**THINGS TO DO**
[1] Could you update the corporate governance passage from "A recent, more" to "a market-oriented model.", putting "lasting" in place of "long-term"?
[2] Would you go on with the corporate governance passage, starting right after its final sentence?

**SELECTED EXCERPT**
────────────────────────────────────────

A recent, more European-oriented definition of corporate governance views a firm as having many stakeholders other than its shareholders (Kay 1996). Given the different views on the definition of what corporate governance meant, it is not surprising that there has been an ongoing debate on the subject of these alternative models of corporate governance, and the effectiveness of internal and external mechanisms of governance. Vives (2000) and Goergen (2012)both make a distinction between two major models adopted worldwide for corporate governance, contrasting market-oriented (US, UK) versus a more bank-oriented or stakeholder model (Germany). In the latter, firms and banks enter into long-term relationships as opposed to purely financial transaction basis, associated with a market-oriented model.
In contrast to the situation facing many large companies in Continental Europe, in both the UK the US, large companies have their ownership dispersed amongst institutional and private investors. The threat of hostile takeover ensures a level of corporate control on the managers of such firms. Furthermore, there are limits on cross holdings so competition is not restricted. In theory, the concern of hostile take-overs act as necessary external control and complement the board of directors who are held responsible for managing the firm's internal controls.

────────────────────────────────────────

**LISTING**
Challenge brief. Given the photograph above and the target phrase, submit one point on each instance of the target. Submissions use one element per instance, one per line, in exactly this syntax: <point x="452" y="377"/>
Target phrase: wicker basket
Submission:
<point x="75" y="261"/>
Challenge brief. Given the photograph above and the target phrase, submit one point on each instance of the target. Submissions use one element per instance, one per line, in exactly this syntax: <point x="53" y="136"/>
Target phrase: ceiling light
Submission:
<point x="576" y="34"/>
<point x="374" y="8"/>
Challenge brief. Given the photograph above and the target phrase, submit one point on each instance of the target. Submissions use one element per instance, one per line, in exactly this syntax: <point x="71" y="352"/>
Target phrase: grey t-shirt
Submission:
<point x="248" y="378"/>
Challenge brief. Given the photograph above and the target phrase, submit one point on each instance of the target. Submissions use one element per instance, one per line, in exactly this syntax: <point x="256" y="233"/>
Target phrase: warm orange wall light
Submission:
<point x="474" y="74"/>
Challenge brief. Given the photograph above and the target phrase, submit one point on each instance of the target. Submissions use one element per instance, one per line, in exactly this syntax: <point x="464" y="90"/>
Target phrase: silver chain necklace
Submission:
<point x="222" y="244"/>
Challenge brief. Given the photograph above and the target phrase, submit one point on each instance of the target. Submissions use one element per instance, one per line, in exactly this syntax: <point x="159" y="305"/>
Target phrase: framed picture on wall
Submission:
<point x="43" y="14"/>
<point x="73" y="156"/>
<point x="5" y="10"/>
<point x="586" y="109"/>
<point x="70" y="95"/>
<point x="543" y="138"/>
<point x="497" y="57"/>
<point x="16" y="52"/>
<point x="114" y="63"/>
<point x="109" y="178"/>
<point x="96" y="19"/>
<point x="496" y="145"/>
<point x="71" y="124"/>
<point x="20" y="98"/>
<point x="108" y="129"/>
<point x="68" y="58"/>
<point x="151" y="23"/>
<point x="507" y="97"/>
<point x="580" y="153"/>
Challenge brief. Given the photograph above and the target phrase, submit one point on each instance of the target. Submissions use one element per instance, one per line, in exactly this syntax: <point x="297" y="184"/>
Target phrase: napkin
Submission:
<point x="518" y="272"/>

────────────────────────────────────────

**OUTPUTS**
[1]
A recent, more European-oriented definition of corporate governance views a firm as having many stakeholders other than its shareholders (Kay 1996). Given the different views on the definition of what corporate governance meant, it is not surprising that there has been an ongoing debate on the subject of these alternative models of corporate governance, and the effectiveness of internal and external mechanisms of governance. Vives (2000) and Goergen (2012)both make a distinction between two major models adopted worldwide for corporate governance, contrasting market-oriented (US, UK) versus a more bank-oriented or stakeholder model (Germany). In the latter, firms and banks enter into lasting relationships as opposed to purely financial transaction basis, associated with a market-oriented model.

[2]
By contrast, in Continental Europe, the ownership of listed companies is usually highly concentrated, and there is a disproportionately high percentage of family ownership. In such a climate, hostile takeovers are rare, and pyramidal control schemes are common (LaPorta et al. 1999). The large commercial banks control companies through proxy votes in Germany. The hausbank of a firm plays a monitoring role and organizes proxy votes. Furthermore, there is a two-tiered system of company board for public corporations over 500 employees, which is consistent with the stakeholder theory. There is a supervisory board (50% represented by workers, and the remaining by other major stakeholders like, suppliers and customers) and a management board.
The board of directors are pivotal in providing the 'active' control over the managers within the firm. Linck et al (2005), Fama and Jensen (1983), Raheja (2005) consider boards to be responsible for both monitoring the management on behalf of the shareholders and owners, and advising the management on strategy formulation. Eisenberg (1997) contends that boards therefore should take greater ownership of the "internal controls" monitoring. Charan (2005) and Bertsch (2005) find that the board's ability to influence the management begins with the task of executive management officer (CEO) selection and planning. Hamelin and Weisbach (1998) and Raheja (2005) examine the departing CEO's influence in succession planning.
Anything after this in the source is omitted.